Stored data entries
- - - - - - -

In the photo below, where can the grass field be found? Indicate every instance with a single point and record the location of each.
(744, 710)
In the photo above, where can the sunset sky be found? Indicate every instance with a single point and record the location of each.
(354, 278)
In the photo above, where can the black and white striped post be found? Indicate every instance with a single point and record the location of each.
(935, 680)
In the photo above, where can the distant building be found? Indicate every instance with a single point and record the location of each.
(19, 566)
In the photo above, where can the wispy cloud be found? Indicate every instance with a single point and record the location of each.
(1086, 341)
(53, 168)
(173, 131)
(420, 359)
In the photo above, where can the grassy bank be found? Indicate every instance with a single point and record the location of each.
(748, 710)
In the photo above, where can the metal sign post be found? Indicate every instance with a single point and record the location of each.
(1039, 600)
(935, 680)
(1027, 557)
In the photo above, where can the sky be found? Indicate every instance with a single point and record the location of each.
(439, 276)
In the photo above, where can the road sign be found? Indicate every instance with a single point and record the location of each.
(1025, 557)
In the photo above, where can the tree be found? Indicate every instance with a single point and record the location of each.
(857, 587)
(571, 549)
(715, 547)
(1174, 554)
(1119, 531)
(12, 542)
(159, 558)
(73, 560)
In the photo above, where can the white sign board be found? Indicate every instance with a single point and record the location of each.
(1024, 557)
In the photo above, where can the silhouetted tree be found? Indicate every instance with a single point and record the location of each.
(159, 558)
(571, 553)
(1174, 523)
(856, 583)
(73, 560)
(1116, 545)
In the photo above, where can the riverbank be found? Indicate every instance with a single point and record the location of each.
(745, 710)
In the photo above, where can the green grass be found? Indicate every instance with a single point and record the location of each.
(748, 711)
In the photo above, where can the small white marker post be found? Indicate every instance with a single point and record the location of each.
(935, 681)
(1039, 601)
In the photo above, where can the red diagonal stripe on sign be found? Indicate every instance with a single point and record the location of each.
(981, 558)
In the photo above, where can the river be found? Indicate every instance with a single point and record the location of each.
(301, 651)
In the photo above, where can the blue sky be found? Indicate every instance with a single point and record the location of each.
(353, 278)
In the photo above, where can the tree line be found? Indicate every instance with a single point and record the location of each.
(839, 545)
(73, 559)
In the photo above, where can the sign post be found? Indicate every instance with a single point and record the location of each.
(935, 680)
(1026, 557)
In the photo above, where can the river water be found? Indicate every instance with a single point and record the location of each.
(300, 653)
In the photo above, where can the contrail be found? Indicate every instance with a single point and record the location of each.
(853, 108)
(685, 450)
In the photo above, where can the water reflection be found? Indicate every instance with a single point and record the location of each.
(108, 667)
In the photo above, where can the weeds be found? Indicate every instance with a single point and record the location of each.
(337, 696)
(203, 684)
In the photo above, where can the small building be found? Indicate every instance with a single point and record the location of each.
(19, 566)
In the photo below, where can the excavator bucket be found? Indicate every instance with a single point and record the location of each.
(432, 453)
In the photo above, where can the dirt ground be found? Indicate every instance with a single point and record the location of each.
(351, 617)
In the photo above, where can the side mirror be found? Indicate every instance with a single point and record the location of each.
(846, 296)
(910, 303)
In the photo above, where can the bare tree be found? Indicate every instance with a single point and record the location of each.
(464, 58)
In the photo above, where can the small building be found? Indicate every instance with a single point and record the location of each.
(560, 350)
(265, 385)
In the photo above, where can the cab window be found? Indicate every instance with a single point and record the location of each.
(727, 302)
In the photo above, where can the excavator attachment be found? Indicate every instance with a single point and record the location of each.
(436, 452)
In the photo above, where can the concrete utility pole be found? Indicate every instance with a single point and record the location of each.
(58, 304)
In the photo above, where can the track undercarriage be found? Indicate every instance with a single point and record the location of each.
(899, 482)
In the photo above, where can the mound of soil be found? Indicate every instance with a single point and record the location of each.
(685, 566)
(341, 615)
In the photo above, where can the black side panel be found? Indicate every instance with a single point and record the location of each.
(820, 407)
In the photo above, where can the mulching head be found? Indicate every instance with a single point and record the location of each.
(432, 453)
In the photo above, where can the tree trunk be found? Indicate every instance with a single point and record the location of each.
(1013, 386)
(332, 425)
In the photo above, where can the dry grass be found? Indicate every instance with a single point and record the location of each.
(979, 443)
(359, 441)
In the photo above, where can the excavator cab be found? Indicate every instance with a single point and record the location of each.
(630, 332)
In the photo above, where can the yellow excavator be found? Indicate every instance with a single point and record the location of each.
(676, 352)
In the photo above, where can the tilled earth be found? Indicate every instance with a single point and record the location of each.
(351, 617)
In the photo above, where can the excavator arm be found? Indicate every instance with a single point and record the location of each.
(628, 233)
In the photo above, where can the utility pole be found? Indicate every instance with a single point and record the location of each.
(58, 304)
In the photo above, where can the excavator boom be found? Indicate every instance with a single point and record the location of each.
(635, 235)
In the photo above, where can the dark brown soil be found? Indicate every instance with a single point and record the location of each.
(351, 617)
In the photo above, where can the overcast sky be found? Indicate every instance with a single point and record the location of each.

- - - - - - -

- [What you are asked to do]: Update the rows from the line with "In the photo above, where can the metal" up to and including the line with "(1024, 557)" by changing "instance" to "occurrence" and keeping everything else the same. Return only those lines.

- [Response to this exercise]:
In the photo above, where can the metal sign post be found? Indicate every occurrence with a single point and record the location of each.
(1039, 600)
(935, 680)
(1027, 557)
In the photo above, where can the sky be found? Indicate every occurrence with a single point and record the location of each.
(439, 276)
In the photo above, where can the road sign be found? Indicate every occurrence with a single point and record the location of each.
(1025, 557)
In the photo above, where can the tree be found? Indicate every occurrence with a single point and record the location of each.
(857, 587)
(571, 549)
(715, 547)
(1174, 554)
(1119, 531)
(12, 542)
(159, 558)
(73, 560)
In the photo above, where can the white sign board be found? Indicate every occurrence with a single point and record the location of each.
(1024, 557)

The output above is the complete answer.